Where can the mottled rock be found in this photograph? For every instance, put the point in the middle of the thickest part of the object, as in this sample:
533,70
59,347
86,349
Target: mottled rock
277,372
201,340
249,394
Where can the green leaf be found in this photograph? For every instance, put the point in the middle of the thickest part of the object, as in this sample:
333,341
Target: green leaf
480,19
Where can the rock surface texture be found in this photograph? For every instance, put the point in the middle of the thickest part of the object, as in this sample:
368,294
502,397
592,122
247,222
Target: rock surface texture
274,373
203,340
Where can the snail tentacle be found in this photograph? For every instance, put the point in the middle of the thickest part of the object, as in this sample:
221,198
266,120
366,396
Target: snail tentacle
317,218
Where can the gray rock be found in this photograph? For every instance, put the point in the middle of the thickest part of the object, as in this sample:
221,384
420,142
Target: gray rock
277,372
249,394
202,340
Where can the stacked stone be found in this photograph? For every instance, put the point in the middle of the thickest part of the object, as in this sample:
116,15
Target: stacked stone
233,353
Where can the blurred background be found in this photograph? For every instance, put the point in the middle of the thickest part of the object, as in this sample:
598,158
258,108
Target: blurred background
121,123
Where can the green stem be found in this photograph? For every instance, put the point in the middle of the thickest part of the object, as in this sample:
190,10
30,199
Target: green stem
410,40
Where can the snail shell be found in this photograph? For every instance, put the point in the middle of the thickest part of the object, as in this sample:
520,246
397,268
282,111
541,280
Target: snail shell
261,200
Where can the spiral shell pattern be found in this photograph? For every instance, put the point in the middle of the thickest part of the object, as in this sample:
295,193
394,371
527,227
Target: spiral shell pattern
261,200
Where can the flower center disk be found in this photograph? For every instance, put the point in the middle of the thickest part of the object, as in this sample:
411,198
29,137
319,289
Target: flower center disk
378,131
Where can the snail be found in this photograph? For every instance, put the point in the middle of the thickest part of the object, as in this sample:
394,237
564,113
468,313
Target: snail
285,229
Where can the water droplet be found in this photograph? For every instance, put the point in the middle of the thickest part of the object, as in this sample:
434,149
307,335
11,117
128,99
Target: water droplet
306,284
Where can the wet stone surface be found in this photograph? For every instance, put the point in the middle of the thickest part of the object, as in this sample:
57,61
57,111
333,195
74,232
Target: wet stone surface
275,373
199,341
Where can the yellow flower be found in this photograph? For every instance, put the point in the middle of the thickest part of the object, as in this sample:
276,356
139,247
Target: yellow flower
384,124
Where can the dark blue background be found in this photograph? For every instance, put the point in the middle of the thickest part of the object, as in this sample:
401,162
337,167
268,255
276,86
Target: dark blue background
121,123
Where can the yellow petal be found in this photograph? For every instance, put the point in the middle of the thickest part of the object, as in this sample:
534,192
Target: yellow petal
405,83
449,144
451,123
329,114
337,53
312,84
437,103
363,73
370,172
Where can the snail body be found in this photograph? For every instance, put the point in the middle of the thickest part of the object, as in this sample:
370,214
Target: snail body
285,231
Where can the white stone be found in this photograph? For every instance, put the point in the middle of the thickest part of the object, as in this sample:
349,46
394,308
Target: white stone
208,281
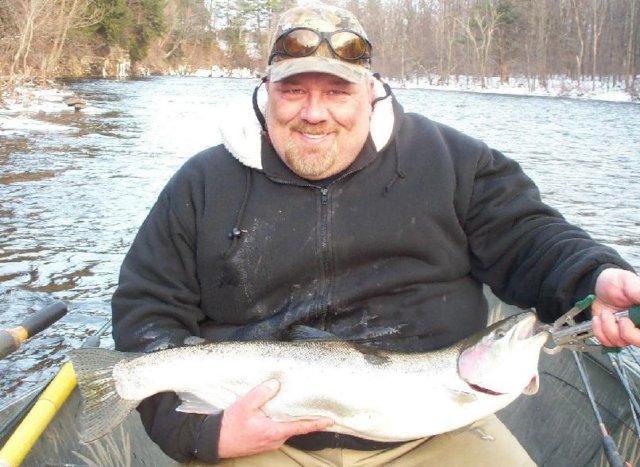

> _THE PROBLEM_: Repeat the entries above exactly as written, but not their pictures.

> _YOUR SOLUTION_:
Where can the mottled rock be found in this photograph? For every instance, put the point in the middle of the thickest part of the object, as in this sample:
533,70
59,347
86,349
Target: mottled rock
277,372
201,340
249,394
Where can the green leaf be found in this photograph? For every instance, put the point in the middle of the thickest part of the object, as in this sample:
333,341
Target: green leaf
480,19
Where can the rock surface texture be found in this photograph? For every instance, put the point in the middle of the thickest part of the object, as in this sample:
368,294
502,397
592,122
247,222
Target: rock surface texture
274,373
203,340
Where can the snail tentacle be found in this photograph? For every instance, put the point in the middle of the thickest part of the object, as in this sample:
221,198
266,120
366,396
Target: snail tentacle
317,218
Where can the gray rock be found in this photograph? For every instance, put the point in the middle of the thickest part of the object, as in this sample:
221,384
420,142
Target: gray rock
277,372
249,394
202,340
Where can the stacked stone be found in this photograph? For every instance, put the point in the middle of the thickest part of the object, as in this sample:
116,15
Target: stacked stone
233,353
Where can the blurred background be found in this photograph? For every instance, put the point in the middle of the thickest part of the object, as in this sample:
598,158
258,108
Target: blurred background
121,123
Where can the green stem be found in this photograph? For every instance, put the point in the middle of the thickest part of the object, as in this sample:
190,10
30,199
Target: green stem
410,40
Where can the snail shell be found in this photograph? For every instance, put the point in the middle of the thickest part of the object, as in this sample:
520,246
397,268
282,111
541,280
Target: snail shell
261,200
Where can the spiral shell pattern be found in this photograph? For every instance, put the point in the middle of the thickest part of the object, as in this sample:
295,193
394,371
527,227
Target: spiral shell pattern
261,200
Where can the flower center disk be found in this photograph? For every instance, put the point in the middle of the thickest part of the object, as in this sample:
411,198
29,137
319,289
Target: flower center disk
378,131
Where can the snail be found in this photograph? For every instance, put the point in the middle of the thickest part of the object, as in this sample:
394,237
564,113
468,313
Target: snail
285,229
Where can the water droplet be found in this photograph? For every instance, put the point in the middle of the thickest part of the object, as in this sample:
434,149
307,335
11,117
128,99
Target: water droplet
306,284
Where can the wet stone surface be found in this photograph? For every instance, put the point in the middle of the thickest part of the object, as in this sample:
57,61
57,111
333,195
74,232
Target: wet stone surface
275,373
199,341
Where can the yellow flower be found in this photograph? For every instance, put the point in the middle of the thickest part of the object, as in this sample:
276,356
139,247
Target: yellow flower
384,124
Where can the dark blue background be found in this photograph? For every instance, put the point in the middle of the thickest part of the object, as in this sample:
401,162
337,167
268,255
276,86
Target: dark blue background
121,123
Where can the yellow petal be found in this photograph? For every instance, put the point in the middle of the thickest part of the object, as in this sample:
534,192
Target: yellow petal
405,83
449,144
451,123
329,114
337,53
312,84
437,103
363,73
370,172
Where can the snail body be found in this photograph? For every instance, put the point in the middle of the thickest part of the object, as in this sample:
370,214
Target: snail body
285,231
Where can the white stone be found in this photograph? For every instance, put the point in the middle of the thickest part of the object, as in this sample:
349,46
394,308
Target: white stone
208,281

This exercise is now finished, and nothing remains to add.